Exercise instructions -> Collect each line of the listing below that contains the word "blue", and reproduce those lines in full.

** Begin **

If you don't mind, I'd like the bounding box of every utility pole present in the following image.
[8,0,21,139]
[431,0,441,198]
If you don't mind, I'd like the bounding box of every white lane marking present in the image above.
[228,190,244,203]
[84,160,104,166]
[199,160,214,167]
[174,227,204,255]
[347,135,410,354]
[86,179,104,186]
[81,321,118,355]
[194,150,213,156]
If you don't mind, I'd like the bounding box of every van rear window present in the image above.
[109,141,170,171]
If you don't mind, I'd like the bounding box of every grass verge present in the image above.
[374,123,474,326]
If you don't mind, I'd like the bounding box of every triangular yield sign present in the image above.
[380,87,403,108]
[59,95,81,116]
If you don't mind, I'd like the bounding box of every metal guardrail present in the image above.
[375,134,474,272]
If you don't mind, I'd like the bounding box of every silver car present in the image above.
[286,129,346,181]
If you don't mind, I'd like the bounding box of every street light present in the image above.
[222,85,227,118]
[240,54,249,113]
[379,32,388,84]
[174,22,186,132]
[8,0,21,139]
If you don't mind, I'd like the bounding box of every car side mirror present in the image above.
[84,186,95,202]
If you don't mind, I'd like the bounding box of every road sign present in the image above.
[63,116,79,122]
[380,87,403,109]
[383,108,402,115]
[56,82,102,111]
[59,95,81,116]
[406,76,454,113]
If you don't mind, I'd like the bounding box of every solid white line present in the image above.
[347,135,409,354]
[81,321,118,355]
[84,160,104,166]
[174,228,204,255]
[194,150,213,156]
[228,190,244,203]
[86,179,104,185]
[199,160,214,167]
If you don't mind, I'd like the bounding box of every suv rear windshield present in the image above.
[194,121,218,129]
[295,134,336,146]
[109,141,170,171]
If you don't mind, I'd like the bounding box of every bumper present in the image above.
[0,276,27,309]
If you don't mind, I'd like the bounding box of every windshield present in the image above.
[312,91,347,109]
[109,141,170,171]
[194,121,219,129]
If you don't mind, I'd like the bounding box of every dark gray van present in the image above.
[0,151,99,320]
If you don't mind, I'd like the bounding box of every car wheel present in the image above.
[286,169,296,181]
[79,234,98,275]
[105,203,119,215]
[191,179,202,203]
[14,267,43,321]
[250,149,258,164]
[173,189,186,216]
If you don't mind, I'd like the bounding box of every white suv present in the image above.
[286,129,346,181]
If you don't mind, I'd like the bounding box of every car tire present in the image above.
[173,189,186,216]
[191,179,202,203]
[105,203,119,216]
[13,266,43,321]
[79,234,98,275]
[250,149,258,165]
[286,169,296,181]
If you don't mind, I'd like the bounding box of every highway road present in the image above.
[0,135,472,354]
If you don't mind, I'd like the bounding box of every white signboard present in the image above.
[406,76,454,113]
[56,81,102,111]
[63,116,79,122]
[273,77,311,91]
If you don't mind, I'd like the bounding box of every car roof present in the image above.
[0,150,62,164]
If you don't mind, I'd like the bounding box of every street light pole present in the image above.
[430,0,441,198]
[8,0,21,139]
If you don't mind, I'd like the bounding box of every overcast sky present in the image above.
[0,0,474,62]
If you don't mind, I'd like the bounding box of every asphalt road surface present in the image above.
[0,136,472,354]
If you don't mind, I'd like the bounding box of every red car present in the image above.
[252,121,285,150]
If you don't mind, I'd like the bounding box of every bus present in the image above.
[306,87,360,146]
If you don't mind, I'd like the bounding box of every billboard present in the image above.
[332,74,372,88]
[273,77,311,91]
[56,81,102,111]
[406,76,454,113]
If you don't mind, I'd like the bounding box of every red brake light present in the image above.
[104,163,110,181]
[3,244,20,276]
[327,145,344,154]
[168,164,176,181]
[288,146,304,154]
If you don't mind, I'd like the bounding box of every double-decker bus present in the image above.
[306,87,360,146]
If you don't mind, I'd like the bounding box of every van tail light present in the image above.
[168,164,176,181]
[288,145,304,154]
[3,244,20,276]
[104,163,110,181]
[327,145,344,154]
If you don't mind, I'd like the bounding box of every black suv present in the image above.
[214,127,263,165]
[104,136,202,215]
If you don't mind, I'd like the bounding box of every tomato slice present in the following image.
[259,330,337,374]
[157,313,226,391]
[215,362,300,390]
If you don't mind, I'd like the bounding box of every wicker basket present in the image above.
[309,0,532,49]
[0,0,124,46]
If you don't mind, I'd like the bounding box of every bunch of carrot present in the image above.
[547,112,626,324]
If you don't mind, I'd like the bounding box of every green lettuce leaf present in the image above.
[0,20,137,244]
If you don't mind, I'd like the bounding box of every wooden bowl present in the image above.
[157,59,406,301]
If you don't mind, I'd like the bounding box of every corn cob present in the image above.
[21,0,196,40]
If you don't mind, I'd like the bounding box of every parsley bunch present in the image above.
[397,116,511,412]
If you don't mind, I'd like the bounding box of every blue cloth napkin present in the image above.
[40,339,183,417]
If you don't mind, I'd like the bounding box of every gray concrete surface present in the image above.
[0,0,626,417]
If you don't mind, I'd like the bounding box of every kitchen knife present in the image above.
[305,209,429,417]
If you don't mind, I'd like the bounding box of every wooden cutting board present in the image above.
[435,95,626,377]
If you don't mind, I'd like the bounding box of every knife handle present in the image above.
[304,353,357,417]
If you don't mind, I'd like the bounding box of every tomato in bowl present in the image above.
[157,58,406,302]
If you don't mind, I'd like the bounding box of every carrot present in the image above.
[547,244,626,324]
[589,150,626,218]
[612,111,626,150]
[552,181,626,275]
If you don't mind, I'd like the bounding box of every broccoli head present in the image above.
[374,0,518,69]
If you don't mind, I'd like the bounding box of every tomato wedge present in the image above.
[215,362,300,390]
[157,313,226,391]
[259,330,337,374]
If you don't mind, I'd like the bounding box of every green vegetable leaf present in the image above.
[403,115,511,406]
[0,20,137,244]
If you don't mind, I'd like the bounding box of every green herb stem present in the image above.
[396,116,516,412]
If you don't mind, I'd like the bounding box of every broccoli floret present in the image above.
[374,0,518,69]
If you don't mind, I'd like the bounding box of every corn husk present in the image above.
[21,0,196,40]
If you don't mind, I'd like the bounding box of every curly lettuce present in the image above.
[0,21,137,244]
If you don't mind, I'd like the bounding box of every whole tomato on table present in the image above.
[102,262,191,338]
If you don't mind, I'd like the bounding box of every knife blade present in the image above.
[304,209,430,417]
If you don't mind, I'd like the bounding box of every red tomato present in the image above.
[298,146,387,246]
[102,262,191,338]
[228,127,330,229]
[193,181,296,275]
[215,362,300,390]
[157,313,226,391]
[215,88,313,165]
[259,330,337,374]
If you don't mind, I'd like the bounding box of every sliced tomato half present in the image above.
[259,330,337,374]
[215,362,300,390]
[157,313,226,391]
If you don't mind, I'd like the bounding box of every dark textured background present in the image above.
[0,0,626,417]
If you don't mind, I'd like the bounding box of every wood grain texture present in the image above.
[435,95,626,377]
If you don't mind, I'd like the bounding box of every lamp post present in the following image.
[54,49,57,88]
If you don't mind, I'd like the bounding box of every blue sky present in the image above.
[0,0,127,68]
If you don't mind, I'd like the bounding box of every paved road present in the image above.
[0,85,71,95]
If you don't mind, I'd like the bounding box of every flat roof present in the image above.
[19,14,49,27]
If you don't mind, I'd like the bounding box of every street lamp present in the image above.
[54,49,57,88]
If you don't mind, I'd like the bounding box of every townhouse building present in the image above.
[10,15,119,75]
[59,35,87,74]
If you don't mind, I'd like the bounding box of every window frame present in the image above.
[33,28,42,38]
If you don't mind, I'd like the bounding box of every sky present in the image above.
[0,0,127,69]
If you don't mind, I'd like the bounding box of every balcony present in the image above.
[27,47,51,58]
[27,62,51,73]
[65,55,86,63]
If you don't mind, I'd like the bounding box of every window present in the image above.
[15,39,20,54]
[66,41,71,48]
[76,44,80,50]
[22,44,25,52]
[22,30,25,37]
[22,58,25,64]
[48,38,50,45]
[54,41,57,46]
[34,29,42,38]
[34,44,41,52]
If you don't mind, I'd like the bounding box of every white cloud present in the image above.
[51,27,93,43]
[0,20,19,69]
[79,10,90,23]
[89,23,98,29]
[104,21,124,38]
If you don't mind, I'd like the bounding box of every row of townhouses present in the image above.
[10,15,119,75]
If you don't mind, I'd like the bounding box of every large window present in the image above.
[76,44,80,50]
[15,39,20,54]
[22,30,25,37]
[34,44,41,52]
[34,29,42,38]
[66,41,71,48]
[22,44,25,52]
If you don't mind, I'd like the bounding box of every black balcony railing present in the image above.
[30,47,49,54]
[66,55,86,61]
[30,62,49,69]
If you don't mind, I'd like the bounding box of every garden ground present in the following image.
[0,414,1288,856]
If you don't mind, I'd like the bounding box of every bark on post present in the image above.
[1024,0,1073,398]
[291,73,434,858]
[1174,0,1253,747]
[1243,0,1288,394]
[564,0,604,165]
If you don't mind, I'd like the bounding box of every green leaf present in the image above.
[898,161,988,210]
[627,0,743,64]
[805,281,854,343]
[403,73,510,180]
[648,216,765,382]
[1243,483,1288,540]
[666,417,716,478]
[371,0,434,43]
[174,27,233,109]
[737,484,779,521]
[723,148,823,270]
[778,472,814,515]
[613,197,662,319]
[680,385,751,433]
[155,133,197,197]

** End **

Answer in full ->
If you don't mind, I'd like the bounding box of every blue cloth napkin present in the image above.
If you don't mind, I'd like the bounding box of every blue sky present in the image above.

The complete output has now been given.